* **Exercise**: Give the data below again exactly as written, without its pictures.

Coordinate labeling data:
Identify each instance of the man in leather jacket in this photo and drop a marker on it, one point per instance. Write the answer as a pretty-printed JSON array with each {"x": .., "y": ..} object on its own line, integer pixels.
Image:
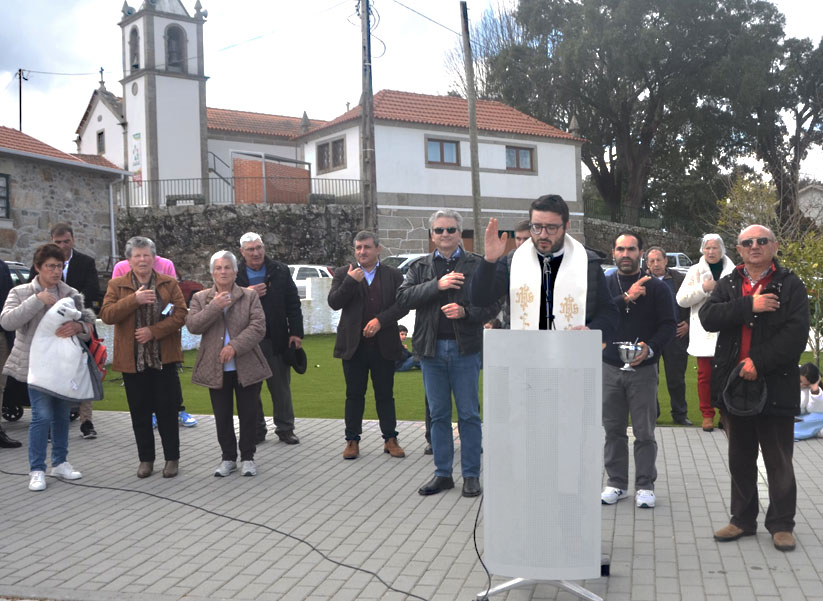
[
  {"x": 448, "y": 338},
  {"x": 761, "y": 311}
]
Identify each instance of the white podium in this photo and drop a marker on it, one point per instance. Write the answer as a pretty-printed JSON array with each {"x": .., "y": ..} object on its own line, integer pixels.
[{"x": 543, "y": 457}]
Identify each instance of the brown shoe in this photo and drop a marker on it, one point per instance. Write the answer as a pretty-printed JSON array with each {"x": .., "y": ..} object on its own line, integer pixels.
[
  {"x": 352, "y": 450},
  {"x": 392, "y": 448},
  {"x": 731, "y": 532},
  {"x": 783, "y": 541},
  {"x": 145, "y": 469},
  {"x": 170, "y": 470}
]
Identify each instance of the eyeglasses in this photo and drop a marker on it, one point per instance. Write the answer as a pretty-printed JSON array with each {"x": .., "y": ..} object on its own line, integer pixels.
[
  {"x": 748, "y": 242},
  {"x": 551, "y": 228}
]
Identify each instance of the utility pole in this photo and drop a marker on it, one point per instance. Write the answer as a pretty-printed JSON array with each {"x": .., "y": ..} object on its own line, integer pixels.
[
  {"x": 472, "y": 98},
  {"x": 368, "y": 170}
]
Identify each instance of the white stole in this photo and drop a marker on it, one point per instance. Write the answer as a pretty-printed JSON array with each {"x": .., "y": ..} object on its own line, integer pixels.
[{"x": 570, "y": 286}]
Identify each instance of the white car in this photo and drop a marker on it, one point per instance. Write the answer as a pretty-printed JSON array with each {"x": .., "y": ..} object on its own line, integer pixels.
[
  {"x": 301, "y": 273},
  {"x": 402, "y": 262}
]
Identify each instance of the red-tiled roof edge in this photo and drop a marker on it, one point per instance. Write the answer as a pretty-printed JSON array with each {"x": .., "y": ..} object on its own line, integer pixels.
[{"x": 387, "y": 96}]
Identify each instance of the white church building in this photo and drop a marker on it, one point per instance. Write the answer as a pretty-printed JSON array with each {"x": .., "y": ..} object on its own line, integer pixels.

* **Correct response**:
Identify each instance of the man in leather jacket in this photo and drop a marker on it, one point per instance. Write the answer as a pretty-printed JSON array with each {"x": .., "y": ..} object on its own line, integer pixels.
Image:
[
  {"x": 448, "y": 338},
  {"x": 761, "y": 311}
]
Identify each instance of the white podium in this photo and drop a marker on it, one point per instance. Write the answer as a pretty-printed JSON array with each {"x": .., "y": ..} object on its own line, integer pixels.
[{"x": 543, "y": 457}]
Identify each instance of the brown shoe in this photo and drop a marker on it, one point per instance. Write the answer as a pretty-printed JSON array with each {"x": .., "y": ..} object on its own line, integer pixels.
[
  {"x": 352, "y": 450},
  {"x": 392, "y": 448},
  {"x": 731, "y": 532},
  {"x": 783, "y": 541},
  {"x": 145, "y": 469},
  {"x": 170, "y": 470}
]
Identify each instance of the eyeglasses in this photo and drop a marker on it, one point per instance. Write the answer as a pretty-printed JSON array with each {"x": .., "y": ..} object on its own line, integer pixels.
[
  {"x": 748, "y": 242},
  {"x": 551, "y": 228}
]
Identify each instance of the utility pole in this photo and drop a marker on it, one point per instance. Write the answer as a pretty-printed JSON array with each {"x": .., "y": ..} object on its own line, integer pixels.
[
  {"x": 472, "y": 98},
  {"x": 368, "y": 170}
]
Identify each instance of the white stole in this photo and drop a marker on it, one point per instance. Write the answer as a pretty-printed JSON array with each {"x": .., "y": ..} object on its own line, integer pixels.
[{"x": 570, "y": 286}]
Identify each instance of the white car in this photo and drop a marker on it, one point per instance. Write the answer as a pretty-printed JSON array with each {"x": .., "y": ..} object on its own line, integer pixels.
[
  {"x": 301, "y": 273},
  {"x": 402, "y": 262}
]
Identify each instance of the red-tiled roof edge in this photo and drop a marker on it, one point per instance. Write the answer as a pretty-printed JSON array with each {"x": .., "y": ..} object on its own line, integer pixels.
[{"x": 387, "y": 96}]
Identify each instance of the white church building in this photo and drop a marker on it, one point per instance. Write the answer as a pretty-printed JSON array with each {"x": .., "y": ..} object on its own line, integer pixels.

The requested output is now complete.